(Beginning of Dataset extract)

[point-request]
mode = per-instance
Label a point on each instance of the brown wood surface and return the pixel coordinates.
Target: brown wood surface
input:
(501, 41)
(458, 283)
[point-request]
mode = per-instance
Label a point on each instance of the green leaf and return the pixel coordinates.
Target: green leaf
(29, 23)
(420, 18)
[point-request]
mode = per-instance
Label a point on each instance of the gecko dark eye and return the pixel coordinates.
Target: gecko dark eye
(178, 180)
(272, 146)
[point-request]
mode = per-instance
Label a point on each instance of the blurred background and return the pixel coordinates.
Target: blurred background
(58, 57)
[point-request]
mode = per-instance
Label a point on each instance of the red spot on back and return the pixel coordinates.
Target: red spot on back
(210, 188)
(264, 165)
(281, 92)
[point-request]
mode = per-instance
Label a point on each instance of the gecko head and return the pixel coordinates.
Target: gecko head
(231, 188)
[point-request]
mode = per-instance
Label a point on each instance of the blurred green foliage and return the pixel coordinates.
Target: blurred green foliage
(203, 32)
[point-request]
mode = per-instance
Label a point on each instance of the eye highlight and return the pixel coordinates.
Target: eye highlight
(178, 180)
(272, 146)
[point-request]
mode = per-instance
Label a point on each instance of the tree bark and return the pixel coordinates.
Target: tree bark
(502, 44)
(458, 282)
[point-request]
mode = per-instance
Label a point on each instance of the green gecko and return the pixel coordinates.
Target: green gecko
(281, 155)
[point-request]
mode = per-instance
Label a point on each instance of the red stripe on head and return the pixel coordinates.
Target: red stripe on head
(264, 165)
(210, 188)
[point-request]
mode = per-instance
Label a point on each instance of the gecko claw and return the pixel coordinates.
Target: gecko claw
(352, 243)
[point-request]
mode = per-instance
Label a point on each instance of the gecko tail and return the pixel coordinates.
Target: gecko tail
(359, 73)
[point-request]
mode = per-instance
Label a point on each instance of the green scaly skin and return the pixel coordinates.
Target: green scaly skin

(End of Dataset extract)

◆ About this task
Exact copies of all the entries above should be returned.

◆ Task answer
[point-request]
mode = per-instance
Label a point on each instance of the brown wood surface and return the pixel coordinates.
Target: brown wood surface
input:
(501, 41)
(458, 283)
[point-request]
mode = per-instance
Label a point on each instance of the green leaf and return the pixel coordinates.
Target: green leaf
(29, 23)
(420, 18)
[point-request]
mode = per-instance
Label a point on each instance of the gecko dark eye and return the pixel coordinates.
Target: gecko dark eye
(178, 180)
(272, 146)
[point-request]
mode = per-instance
Label a point on each instance of the blurred background and return the pixel coordinates.
Target: blurred background
(58, 57)
[point-request]
mode = per-instance
Label a point on each instance of the red spot on back and return the pixel coordinates.
Target: red spot on back
(210, 188)
(264, 165)
(281, 92)
[point-request]
mode = per-instance
Label a point on each instance of the gecko head and return the pixel coordinates.
Target: gecko head
(231, 188)
[point-request]
mode = per-instance
Label a point on each instance of the blurred green foliage and return the pixel coordinates.
Target: blurred green foliage
(203, 32)
[point-request]
mode = per-instance
Label a point on each instance of the eye highlight and return the pixel coordinates.
Target: eye highlight
(178, 180)
(272, 146)
[point-request]
mode = per-instance
Label a point on each instance of the tree bark and return the pixel coordinates.
Target: tree bark
(502, 44)
(458, 282)
[point-request]
mode = per-instance
Label a point on each instance of the green gecko and return the pixel coordinates.
Target: green gecko
(281, 155)
[point-request]
mode = per-instance
Label a point on each instance of the red stripe on head and return the pixel coordinates.
Target: red stripe on head
(264, 165)
(210, 188)
[point-request]
mode = per-instance
Label a point on each instance of the gecko claw and return the pixel coordinates.
Target: gecko claw
(352, 243)
[point-request]
mode = per-instance
Label a point on each instance of the gecko tail and return the pixel coordinates.
Target: gecko tail
(359, 73)
[point-request]
mode = per-instance
Label a point on each instance of the green scaly skin and return the pixel coordinates.
Target: green scaly skin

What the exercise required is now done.